**Material for this exercise**:
----

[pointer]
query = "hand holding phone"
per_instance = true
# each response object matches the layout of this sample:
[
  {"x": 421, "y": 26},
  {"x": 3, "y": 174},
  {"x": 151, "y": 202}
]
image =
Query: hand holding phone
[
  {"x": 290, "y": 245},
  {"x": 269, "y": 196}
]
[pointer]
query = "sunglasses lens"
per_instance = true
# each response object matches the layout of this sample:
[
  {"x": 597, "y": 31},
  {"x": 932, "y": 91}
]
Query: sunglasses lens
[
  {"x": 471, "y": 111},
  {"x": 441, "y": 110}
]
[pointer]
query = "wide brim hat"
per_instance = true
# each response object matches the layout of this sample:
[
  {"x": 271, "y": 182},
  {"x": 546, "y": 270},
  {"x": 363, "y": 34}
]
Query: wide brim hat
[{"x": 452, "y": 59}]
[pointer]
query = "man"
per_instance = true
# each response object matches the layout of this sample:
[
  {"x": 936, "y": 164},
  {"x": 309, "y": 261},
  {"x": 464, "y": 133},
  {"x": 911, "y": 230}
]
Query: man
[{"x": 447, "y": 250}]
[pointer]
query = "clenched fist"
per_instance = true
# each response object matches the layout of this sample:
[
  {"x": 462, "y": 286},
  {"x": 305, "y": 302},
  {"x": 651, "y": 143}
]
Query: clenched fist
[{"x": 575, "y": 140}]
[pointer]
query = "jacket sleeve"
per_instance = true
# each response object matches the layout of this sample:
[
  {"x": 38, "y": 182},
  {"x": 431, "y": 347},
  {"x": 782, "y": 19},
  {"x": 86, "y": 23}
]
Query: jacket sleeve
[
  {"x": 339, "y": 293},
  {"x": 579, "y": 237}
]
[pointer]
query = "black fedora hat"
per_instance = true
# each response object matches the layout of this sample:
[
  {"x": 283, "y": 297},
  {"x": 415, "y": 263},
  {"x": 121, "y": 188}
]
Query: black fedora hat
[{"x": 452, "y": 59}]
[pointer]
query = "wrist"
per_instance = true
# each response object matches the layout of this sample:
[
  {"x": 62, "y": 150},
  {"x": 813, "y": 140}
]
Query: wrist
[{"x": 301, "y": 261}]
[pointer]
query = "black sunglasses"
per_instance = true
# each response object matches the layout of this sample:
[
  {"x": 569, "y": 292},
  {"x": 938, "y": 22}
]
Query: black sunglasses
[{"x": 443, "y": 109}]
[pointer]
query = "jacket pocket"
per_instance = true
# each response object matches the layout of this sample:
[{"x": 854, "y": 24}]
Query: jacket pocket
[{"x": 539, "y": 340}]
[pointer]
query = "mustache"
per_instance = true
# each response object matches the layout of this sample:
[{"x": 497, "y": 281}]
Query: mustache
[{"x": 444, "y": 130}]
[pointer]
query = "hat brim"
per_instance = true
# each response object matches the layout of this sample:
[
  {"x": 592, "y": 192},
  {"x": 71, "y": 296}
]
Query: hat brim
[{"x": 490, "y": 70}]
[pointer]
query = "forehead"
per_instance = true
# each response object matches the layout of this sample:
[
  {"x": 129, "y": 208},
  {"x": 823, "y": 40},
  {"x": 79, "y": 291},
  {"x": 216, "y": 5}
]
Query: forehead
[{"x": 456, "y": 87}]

----

**Problem description**:
Which lines in the rows above contain the string "fist"? Copy out each of them.

**Answer below**:
query = "clenched fist"
Query: clenched fist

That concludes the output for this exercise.